Description of the task: An exact copy of all the data below is required.

Data listing below:

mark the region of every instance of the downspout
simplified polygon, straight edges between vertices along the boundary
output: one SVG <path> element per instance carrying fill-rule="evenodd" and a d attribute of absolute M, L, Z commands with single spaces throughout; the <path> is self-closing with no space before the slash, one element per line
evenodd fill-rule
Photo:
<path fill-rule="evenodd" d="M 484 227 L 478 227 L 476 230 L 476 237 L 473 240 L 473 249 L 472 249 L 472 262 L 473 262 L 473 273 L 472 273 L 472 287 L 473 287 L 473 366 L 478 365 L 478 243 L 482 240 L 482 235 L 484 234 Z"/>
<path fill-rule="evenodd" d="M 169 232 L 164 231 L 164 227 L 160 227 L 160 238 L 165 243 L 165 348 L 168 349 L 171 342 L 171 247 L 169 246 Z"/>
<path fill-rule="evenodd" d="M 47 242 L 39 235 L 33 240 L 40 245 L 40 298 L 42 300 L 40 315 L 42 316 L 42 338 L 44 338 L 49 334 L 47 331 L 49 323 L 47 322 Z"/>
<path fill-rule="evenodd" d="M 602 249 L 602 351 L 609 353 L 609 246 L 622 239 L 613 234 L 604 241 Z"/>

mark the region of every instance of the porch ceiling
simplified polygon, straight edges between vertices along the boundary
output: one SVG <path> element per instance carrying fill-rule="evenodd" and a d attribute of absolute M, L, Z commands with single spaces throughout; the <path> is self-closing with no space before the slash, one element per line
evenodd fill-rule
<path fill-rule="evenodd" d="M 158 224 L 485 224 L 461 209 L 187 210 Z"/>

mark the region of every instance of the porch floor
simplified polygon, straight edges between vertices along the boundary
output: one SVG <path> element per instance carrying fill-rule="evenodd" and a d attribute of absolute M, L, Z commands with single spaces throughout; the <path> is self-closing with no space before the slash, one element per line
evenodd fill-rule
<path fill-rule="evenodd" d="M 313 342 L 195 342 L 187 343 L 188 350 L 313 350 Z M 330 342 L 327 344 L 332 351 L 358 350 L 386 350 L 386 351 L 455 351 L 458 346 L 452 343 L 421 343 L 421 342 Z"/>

End of Data listing.

The answer:
mark the region of every instance of the downspout
simplified polygon, straight edges between vertices along the boundary
output: one SVG <path> element per instance carrying fill-rule="evenodd" and a d attribute of absolute M, L, Z commands with single spaces throughout; the <path> is self-closing with no space before the slash, one element per line
evenodd fill-rule
Photo:
<path fill-rule="evenodd" d="M 484 227 L 478 227 L 476 230 L 476 237 L 473 240 L 473 249 L 472 249 L 472 262 L 473 262 L 473 273 L 472 273 L 472 287 L 473 287 L 473 366 L 478 365 L 478 243 L 482 240 L 482 235 L 484 234 Z"/>
<path fill-rule="evenodd" d="M 169 232 L 164 231 L 164 227 L 160 227 L 160 238 L 165 243 L 165 348 L 168 349 L 171 342 L 171 247 L 169 246 Z"/>
<path fill-rule="evenodd" d="M 47 242 L 39 235 L 33 240 L 40 245 L 40 298 L 42 300 L 40 315 L 42 316 L 42 338 L 44 338 L 49 334 L 47 331 L 49 323 L 47 322 Z"/>
<path fill-rule="evenodd" d="M 602 249 L 602 351 L 609 353 L 609 246 L 622 239 L 613 234 L 604 241 Z"/>

mark the region of every instance of the porch ceiling
simplified polygon, straight edges between vertices along the boundary
output: one SVG <path> element per instance carrying fill-rule="evenodd" and a d attribute of absolute M, L, Z commands with single spaces throughout; the <path> is self-closing with no space before the slash, one element per line
evenodd fill-rule
<path fill-rule="evenodd" d="M 158 224 L 485 224 L 461 209 L 187 210 Z"/>

mark the region of every instance of the porch floor
simplified polygon, straight edges between vertices along the boundary
output: one SVG <path> element per instance carrying fill-rule="evenodd" and a d attribute of absolute M, L, Z commands with single spaces throughout; the <path> is self-closing with no space before the slash, one element per line
evenodd fill-rule
<path fill-rule="evenodd" d="M 313 342 L 195 342 L 187 343 L 188 350 L 313 350 Z M 330 342 L 327 344 L 332 351 L 358 350 L 386 350 L 386 351 L 455 351 L 458 346 L 452 343 L 421 343 L 421 342 Z"/>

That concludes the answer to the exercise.